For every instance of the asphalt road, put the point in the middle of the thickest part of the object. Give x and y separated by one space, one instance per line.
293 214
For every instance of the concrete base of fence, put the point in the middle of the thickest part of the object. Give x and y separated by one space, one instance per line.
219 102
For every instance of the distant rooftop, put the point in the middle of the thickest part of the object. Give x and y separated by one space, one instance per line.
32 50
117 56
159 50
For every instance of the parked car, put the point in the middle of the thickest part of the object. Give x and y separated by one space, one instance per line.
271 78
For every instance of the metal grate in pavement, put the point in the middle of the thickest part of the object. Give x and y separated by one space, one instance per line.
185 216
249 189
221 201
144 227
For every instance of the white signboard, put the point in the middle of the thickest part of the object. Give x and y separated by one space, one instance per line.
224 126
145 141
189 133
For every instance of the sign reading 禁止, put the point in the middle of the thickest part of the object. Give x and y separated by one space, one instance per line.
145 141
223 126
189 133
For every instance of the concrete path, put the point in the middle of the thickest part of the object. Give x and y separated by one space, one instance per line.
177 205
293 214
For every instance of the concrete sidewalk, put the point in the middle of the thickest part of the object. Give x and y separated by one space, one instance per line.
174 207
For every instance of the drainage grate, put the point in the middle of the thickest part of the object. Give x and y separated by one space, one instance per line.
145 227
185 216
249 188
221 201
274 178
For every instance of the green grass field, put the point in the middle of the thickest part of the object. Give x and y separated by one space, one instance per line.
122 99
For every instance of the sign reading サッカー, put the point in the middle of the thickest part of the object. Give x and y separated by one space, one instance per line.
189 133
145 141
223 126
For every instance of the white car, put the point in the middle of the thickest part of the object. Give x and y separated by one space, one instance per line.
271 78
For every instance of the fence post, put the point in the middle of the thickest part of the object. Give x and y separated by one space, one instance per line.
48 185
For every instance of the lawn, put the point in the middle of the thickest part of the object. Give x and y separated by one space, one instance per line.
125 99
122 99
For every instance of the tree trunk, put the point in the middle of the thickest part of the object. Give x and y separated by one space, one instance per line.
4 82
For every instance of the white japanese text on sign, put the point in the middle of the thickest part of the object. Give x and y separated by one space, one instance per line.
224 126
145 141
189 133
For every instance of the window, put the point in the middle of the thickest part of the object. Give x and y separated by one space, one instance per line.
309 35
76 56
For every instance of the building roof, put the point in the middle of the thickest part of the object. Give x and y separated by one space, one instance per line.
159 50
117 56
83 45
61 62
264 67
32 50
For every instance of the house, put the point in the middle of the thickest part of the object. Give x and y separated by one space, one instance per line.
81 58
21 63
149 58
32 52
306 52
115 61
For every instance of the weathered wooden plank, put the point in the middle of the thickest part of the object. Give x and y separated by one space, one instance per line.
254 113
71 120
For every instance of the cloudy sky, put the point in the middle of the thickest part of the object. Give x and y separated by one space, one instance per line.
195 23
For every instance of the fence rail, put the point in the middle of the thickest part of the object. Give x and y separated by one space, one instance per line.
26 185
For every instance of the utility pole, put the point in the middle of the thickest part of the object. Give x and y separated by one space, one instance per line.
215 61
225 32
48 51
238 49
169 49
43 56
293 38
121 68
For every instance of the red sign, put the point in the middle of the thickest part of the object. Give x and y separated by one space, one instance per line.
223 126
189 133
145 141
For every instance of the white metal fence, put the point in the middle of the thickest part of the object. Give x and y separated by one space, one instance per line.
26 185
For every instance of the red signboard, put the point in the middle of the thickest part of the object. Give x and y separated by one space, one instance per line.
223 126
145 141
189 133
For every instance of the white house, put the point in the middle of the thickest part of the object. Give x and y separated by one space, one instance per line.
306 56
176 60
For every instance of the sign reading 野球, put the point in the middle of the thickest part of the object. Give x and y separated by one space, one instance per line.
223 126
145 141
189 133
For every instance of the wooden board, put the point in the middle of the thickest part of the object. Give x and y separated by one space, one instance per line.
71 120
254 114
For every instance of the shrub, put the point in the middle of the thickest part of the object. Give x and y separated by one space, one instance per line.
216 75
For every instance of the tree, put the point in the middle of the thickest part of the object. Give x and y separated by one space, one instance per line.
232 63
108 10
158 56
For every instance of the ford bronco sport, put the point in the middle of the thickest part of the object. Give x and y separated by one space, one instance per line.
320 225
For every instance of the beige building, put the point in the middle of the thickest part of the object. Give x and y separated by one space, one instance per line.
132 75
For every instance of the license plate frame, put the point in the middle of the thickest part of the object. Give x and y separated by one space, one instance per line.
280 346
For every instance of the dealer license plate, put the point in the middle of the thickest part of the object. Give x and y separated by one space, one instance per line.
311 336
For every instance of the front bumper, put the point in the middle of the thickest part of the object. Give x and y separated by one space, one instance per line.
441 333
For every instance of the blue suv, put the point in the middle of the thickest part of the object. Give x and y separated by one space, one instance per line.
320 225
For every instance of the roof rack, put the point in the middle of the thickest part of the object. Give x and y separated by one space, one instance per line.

::::::::::

*Problem statement:*
Output every line of the data above as a numbered list, omitting any blank lines.

*Response:*
1. For every instance of the asphalt road, put the point in the middle of the thickest part of the object. Give x and y separated by one space, one instance per line.
2. 293 214
3. For every instance of the concrete base of fence, put the point in the middle of the thickest part of the object. Give x and y separated by one space, one instance per line.
4. 219 102
5. For every instance of the distant rooftop, put the point in the middle of the thickest part of the object. Give x and y separated by one space, one instance per line.
6. 32 50
7. 117 56
8. 159 50
9. For every instance of the parked car, put the point in the middle of the thickest part of the object. Give x and y separated by one space, one instance per line.
10. 271 78
11. For every instance of the metal grate in pavement, put the point in the middle of the thickest part of the object. Give x and y separated by one space, one instance per line.
12. 185 216
13. 249 189
14. 221 201
15. 144 227
16. For every instance of the white signboard, put the point in the middle of the thickest part of the object. Give x and y separated by one space, one instance per line.
17. 224 126
18. 145 141
19. 189 133
20. For every instance of the sign reading 禁止, put the point in the middle of the thickest part of the object. Give x and y separated by one space, one instance per line.
21. 145 141
22. 223 126
23. 189 133
24. For every instance of the concrete path, put the point in the middle of the thickest part of the object. Give x and y separated by one space, one instance per line.
25. 177 205
26. 293 214
27. For every instance of the concrete sidewalk, put the point in the middle of the thickest part of the object. Give x and y separated by one space, one instance per line.
28. 174 207
29. For every instance of the drainage grate, put the point in the middle of the thickest part of the object. Give x and y separated by one space, one instance per line.
30. 145 227
31. 185 216
32. 249 188
33. 221 201
34. 274 178
35. For every instance of the green grass field, put the point in the middle of the thickest part of the object. Give x and y separated by one space, one instance per line.
36. 122 99
37. For every instance of the sign reading サッカー, put the point in the middle of the thickest part of the object. Give x and y separated by one space, one instance per line.
38. 189 133
39. 145 141
40. 223 126
41. For every instance of the white car, put the point in the middle of the thickest part of the object. Give x and y separated by one space, one instance per line.
42. 271 78
43. For every instance of the fence post, put the point in the middle of the thickest part of the object. Give x and y separated by one space, one instance per line.
44. 48 185
45. For every instance of the lawn, put the point in the middle of the thickest part of the object. Give x and y separated by one space, one instance per line.
46. 125 99
47. 122 99
48. For every instance of the tree trunk, put the point in the middle of the thickest part of the object. Give x and y separated by one space, one instance per line.
49. 4 82
50. For every instance of the white japanese text on sign, put the point in the middle of the thickest part of the object. Give x and y separated by one space, one instance per line.
51. 224 126
52. 145 141
53. 189 133
54. For every instance of the window, put the point in the middle of the thickest part of the object. Give x and y separated by one space, one instance per line.
55. 309 35
56. 76 56
57. For every instance of the building roof, put the point in the middle of the thickest part of the object. Give x and y separated by one space, one instance per line.
58. 159 50
59. 117 56
60. 83 45
61. 61 62
62. 264 67
63. 32 50
64. For every instance of the house, put the point in the middle of the thickest part of the object. Give x and y separated by one space, one instance per line.
65. 81 58
66. 21 63
67. 149 58
68. 32 52
69. 306 52
70. 115 61
71. For every instance of the weathered wooden plank, put the point in the middle of the thickest part of the object. Give x and y separated by one space, one instance per line.
72. 254 113
73. 71 120
74. For every instance of the cloudy sky, put the point in the middle of the thickest part of the object. Give x and y separated by one space, one instance per line.
75. 195 23
76. For every instance of the fence rail, put the point in the middle of the thickest part of the object. Give x and y separated by one space, one instance per line.
77. 26 185
78. For every instance of the utility pole, put the point in the middle of the thickest part of the object. Give x and y separated by one space, one instance per line.
79. 215 61
80. 225 32
81. 48 51
82. 238 49
83. 169 49
84. 43 56
85. 293 38
86. 121 68
87. For every instance of the red sign, put the point in the middle of the thickest part of the object. Give x and y separated by one space, one instance per line.
88. 223 126
89. 189 133
90. 145 141
91. For every instance of the white metal fence, put the point in the middle of the thickest part of the object. Give x and y separated by one space, one instance per line.
92. 26 185
93. For every instance of the red signboard, put the point in the middle of the thickest part of the object. Give x and y separated by one space, one instance per line.
94. 223 126
95. 145 141
96. 189 133
97. For every instance of the white house, put the point in the middle of the thickest part of the object. Give x and y separated by one space, one instance per line.
98. 306 56
99. 176 60
100. For every instance of the sign reading 野球, put the point in the middle of the thickest part of the object. Give x and y separated by one space, one instance per line.
101. 223 126
102. 145 141
103. 189 133
104. For every instance of the wooden board, put the point in the middle of the thickest part of the object. Give x and y separated by one space, one instance per line.
105. 71 120
106. 254 114
107. For every instance of the shrub, put the point in the middle of the thickest part of the object. Give x and y separated by one space, one instance per line.
108. 216 75
109. For every instance of the tree, put the point in the middle of the thickest part of the object. Give x and y separated by one space, one instance per line.
110. 232 63
111. 108 10
112. 158 56
113. For every instance of the ford bronco sport, put the point in the middle of the thickest part of the object. Give x and y separated by one space, one instance per line.
114. 320 225
115. For every instance of the beige building, put the point in the middle of the thickest part of the object. Give x and y separated by one space, one instance per line.
116. 132 75
117. For every instance of the license plate frame, put the point in the middle of the thickest part of the object. Give x and y separated by one space, one instance per line.
118. 280 346
119. For every instance of the dealer license plate, put the point in the middle of the thickest part of the object. Give x and y separated by one space, one instance per line.
120. 311 336
121. For every instance of the front bumper, put the point in the middle of the thickest part of the object. Give x and y separated by one space, one instance per line.
122. 441 333
123. For every instance of the blue suv, put the point in the middle of the thickest part of the object. Give x and y separated by one space, one instance per line.
124. 320 225
125. For every instance of the roof rack, put the point in the middle of the thickest part of the object. Give x and y separated by one space, one instance per line.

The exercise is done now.